> **Texte fourni**:
· · · ·
Imagine devant Baradal

Les 3 Outremers aux Tobago Cays

Le soir nous faisons griller sur la plage des langoustes que nous avions négociées le matin avant le départ de Petit Saint-Vincent, encore une belle soirée barbecue!
Le lendemain, nous avons programmé une plongée à la recherche des tortues marines qui paraît-il ont l'habitude de brouter les algues tout près de l'îlot de Baradal. En effet, nous les trouvons sans peine, non loin du bateau et par quelques mètres de profondeur. Nous en observons plusieurs pendant 20 minutes, jusqu'à ce qu'elles finissent par fuir la meute des enfants qui les poursuivent d'un peu trop près. Nous regardons aussi avec curiosité un banc de seiche. Et après cette séance de sciences naturelles, les enfants (et les parents!) se mettent à leurs devoirs. Puis, après un goûter-gateaux sur la plage avec tous les enfants des bateaux, tout le monde rentre chez soi, et au lit de bonne heure (le barbecue de la veille avait laissé des traces ...). Quelques grains avec 30 noeuds de vent bercent notre sommeil.

Le jour suivant débute par l'école, puis par une "récré-tortues". C'est trop beau d'avoir ce spectacle à quelques brasses de chez soi. Elles sont quatre ce matin, et nous sommes seuls avec elles, ce qui nous permet un peu plus d'intimité. Les enfants ont compris la leçon de la veille et évitent de les effrayer. Avec patience et précaution, je parviens à plonger et à me faire accepter à un mètre de l'une d'elles sur le fond. Elle broute en me regardant du coin de l'oeil, indifférente, un peu comme une vache.

Quelques minutes plus tard, une belle raie noire tachetée de points blancs me passe dessous. Son corps mesure environ 80 cm de diamètre, sa queue est interminable, très fine, elle mesure au moins 2m50. C'est une raie léopard. Splendide!

L'après-midi est consacré à l'exploration de Jamesby. Ce minuscule îlot, dont on fait le tour en un quart d'heure, a une très mignonne petite plage de sable avec cocotiers, que surplombe des rochers d'une dizaine de mètres de hauteur. Nous les escaladons et marchons parmi les cactus et autres plantes urtiquantes. Romain, parti seul avec Charles de Kadavu, verra même un iguane. Le sommet de Jamesby offre un beau point de vue sur le lagon des Tobago Cays, dommage qu'il se mette à pleuvoir et que le ciel se bouche! Les grains se succèdent jusqu'au milieu de la nuit (ça ne nous empêche pas d'aller prendre le dessert chez Kadavu pendant que les enfants dorment sur Imagine), avec de fortes pluies et des rafales à trente noeuds. La saison des pluies est censée être terminée depuis un mois, il n'y a plus de climat!
· · · ·
> **Données enregistrées**:
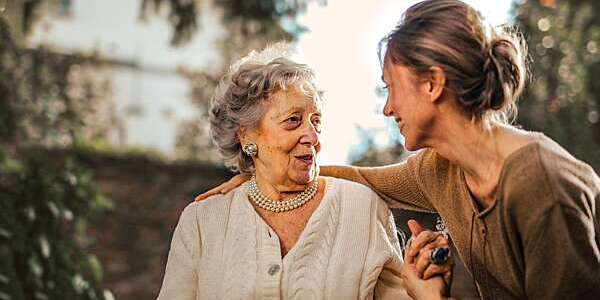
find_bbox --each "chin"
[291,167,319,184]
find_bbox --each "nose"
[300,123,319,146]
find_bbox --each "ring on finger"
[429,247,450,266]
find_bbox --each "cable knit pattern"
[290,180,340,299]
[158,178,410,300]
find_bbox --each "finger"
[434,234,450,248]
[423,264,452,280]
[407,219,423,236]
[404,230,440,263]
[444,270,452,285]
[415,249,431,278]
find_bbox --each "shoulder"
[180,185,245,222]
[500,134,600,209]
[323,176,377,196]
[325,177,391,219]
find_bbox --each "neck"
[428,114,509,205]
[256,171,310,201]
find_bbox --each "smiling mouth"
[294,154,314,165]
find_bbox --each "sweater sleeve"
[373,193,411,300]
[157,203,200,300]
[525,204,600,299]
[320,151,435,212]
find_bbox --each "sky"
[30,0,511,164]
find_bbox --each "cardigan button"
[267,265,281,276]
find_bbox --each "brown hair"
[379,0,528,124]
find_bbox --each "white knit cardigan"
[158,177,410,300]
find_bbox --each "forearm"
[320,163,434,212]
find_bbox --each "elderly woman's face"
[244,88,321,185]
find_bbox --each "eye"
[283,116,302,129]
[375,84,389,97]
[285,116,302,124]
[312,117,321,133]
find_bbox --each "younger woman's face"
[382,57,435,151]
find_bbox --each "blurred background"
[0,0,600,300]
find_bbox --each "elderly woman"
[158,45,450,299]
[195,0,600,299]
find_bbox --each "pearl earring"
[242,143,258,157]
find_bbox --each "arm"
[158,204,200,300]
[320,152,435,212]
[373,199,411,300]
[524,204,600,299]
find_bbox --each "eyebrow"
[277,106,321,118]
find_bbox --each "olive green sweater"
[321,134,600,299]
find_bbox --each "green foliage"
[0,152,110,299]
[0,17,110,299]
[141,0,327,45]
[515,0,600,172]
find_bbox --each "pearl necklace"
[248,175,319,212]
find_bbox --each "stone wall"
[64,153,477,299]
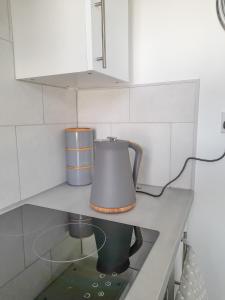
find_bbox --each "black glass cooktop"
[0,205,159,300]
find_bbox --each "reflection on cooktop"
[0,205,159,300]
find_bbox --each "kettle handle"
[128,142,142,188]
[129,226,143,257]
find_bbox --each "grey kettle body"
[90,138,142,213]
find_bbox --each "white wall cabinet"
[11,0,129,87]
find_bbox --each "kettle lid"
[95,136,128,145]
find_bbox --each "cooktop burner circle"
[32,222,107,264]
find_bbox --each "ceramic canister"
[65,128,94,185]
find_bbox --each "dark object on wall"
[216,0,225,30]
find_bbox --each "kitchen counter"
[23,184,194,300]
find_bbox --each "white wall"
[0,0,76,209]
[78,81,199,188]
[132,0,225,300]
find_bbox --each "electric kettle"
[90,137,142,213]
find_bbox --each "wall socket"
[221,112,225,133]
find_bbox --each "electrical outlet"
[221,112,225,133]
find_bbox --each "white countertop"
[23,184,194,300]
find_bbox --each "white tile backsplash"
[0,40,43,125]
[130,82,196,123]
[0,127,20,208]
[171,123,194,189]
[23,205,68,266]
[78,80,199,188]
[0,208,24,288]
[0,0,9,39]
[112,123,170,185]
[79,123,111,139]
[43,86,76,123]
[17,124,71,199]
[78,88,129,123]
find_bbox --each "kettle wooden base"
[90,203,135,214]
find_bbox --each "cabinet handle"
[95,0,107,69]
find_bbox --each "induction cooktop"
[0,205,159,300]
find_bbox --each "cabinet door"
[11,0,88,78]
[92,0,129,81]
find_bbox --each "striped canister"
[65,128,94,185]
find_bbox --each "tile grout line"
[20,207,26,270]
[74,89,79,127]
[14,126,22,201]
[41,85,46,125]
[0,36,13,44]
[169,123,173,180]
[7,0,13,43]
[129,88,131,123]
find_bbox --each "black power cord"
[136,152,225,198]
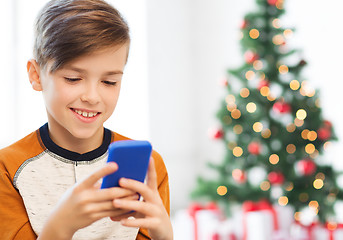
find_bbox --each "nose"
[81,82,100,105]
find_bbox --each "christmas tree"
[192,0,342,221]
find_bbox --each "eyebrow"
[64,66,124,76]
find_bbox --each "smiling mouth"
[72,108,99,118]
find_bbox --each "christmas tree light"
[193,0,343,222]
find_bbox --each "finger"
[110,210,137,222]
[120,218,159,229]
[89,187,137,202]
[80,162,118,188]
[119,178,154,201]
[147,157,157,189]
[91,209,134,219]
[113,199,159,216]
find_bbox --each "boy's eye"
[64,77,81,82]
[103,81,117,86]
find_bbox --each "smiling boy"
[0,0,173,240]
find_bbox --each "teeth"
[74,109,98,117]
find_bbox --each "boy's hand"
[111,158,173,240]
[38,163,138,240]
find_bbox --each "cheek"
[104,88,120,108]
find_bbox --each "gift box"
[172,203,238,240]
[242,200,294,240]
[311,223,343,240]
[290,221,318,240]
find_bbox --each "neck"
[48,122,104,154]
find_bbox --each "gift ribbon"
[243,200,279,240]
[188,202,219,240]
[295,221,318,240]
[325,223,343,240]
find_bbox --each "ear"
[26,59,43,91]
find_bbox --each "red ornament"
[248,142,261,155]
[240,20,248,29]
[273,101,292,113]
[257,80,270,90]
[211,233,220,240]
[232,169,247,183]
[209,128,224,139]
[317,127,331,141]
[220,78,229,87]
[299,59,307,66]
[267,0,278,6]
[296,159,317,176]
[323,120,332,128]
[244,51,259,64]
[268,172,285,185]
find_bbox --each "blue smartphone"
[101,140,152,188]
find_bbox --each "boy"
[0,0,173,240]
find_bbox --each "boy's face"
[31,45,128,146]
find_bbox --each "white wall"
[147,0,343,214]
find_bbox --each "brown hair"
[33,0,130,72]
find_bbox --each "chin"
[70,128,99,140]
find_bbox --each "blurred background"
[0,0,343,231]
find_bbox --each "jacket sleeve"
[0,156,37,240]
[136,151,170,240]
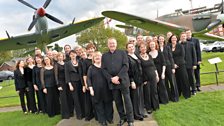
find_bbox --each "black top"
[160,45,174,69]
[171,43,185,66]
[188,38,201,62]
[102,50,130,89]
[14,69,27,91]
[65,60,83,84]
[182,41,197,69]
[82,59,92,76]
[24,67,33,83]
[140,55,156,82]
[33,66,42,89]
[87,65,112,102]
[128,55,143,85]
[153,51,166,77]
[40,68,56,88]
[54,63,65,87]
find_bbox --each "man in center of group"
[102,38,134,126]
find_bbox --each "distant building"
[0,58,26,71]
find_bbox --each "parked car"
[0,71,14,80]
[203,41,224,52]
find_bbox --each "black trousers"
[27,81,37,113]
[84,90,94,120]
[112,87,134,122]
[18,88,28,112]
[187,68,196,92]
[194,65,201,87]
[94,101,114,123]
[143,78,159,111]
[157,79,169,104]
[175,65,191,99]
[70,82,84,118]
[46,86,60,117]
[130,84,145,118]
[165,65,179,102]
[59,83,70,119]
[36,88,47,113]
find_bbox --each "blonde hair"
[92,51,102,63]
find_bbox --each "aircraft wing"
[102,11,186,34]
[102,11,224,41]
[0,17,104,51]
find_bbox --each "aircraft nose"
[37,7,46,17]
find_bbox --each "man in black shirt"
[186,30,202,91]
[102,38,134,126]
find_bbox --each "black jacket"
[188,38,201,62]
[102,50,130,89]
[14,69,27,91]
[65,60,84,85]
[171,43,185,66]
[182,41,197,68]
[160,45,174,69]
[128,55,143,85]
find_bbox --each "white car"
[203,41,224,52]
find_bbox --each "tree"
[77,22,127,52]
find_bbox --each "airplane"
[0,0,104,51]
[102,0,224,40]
· · · ·
> **Tâche demandée**: Recopiez fidèlement le passage du récit de séjour aux Tobago Cays, de « Quelques minutes plus » à « raie léopard. Splendide! ». Les données n'ont aucun lien avec le texte.

> **Réponse complète**:
Quelques minutes plus tard, une belle raie noire tachetée de points blancs me passe dessous. Son corps mesure environ 80 cm de diamètre, sa queue est interminable, très fine, elle mesure au moins 2m50. C'est une raie léopard. Splendide!